Polarização ideológica em tempos de pandemia

O ambiente de polarização política e ideológica parece um daqueles buracos negros que existem no espaço sideral, cuja força gravitacional é tão grande que atrai e engole tudo que estiver ao seu alcance: estrelas, astros, matéria e, até mesmo, a luz. Aplicando a metáfora ao ambiente polarizado, os elementos engolidos seriam o diálogo, o bom senso e a própria razão, uma vez que todas as questões passam a ser vislumbradas a partir de estruturas ideológicas previamente concebidas, aprisionando mentes e sentimentos a paixões extremas de “direita” ou “esquerda”.

Nesse ambiente “cultural”, questões distintas e que, por isso, mereceriam reflexão profunda e atenta, já que, como ensina a boa metafísica, “uma coisa é uma coisa, outra coisa é outra coisa”, são muitas vezes agrupadas em blocos. Temas como a relação entre Estado e economia; o papel do Estado e da família na transmissão de valores e na educação das crianças; o jogo entre interesses coletivos e direitos dos indivíduos; liberdade de expressão; Matrimônio, família e divórcio; participação da Igreja e dos fiéis cristãos na vida pública e civil; igualdade de direitos entre pessoas dos dois sexos; minorias; pobreza; direito à vida são, muitas vezes, agrupados em posições preestabelecidas segundo cartilhas ideológicas impostas como politicamente corretas, separando o mundo em duas partes, em pleno combate. Nessa “guerra”, racionalidade, moderação e equilíbrio são considerados covardia!

════════════════

▸ **O QUE FAZER**
Segundo a metáfora do buraco negro no trecho citado, quais elementos seriam engolidos pelo ambiente polarizado? As linhas a seguir não têm relação com o trecho citado.

════════════════

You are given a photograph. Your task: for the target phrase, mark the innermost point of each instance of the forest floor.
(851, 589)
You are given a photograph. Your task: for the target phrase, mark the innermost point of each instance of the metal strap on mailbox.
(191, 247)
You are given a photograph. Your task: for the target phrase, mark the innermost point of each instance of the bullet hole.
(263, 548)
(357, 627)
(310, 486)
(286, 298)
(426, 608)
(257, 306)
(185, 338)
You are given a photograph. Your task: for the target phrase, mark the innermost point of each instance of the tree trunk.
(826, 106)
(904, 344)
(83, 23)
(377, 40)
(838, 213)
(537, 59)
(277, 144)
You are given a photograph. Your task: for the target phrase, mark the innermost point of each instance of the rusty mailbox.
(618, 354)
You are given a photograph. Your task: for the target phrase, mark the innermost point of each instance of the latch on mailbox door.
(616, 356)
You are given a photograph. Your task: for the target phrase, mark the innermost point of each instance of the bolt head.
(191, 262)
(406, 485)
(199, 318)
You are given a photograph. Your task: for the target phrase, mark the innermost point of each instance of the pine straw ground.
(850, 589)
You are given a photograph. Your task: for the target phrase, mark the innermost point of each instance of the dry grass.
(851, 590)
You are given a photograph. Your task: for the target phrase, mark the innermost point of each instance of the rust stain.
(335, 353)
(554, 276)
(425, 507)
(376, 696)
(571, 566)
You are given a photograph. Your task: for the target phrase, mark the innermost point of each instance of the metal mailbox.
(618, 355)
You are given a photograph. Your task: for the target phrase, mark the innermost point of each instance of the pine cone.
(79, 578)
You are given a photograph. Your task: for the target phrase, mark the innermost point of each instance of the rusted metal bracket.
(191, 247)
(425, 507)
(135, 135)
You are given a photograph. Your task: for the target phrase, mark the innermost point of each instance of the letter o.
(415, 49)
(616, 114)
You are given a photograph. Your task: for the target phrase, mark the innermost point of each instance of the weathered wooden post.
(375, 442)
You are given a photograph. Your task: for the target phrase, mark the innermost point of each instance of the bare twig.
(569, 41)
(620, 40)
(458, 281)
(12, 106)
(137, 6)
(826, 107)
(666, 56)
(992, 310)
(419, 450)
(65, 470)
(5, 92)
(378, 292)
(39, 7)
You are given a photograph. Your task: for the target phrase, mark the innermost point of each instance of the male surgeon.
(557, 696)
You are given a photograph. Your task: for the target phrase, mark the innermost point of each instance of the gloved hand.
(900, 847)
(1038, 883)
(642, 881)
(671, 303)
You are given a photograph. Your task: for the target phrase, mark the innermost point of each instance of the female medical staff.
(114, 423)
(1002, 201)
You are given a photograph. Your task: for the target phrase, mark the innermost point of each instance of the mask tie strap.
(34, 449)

════════════════

▸ **SUA RESPOSTA**
O diálogo, o bom senso e a própria razão.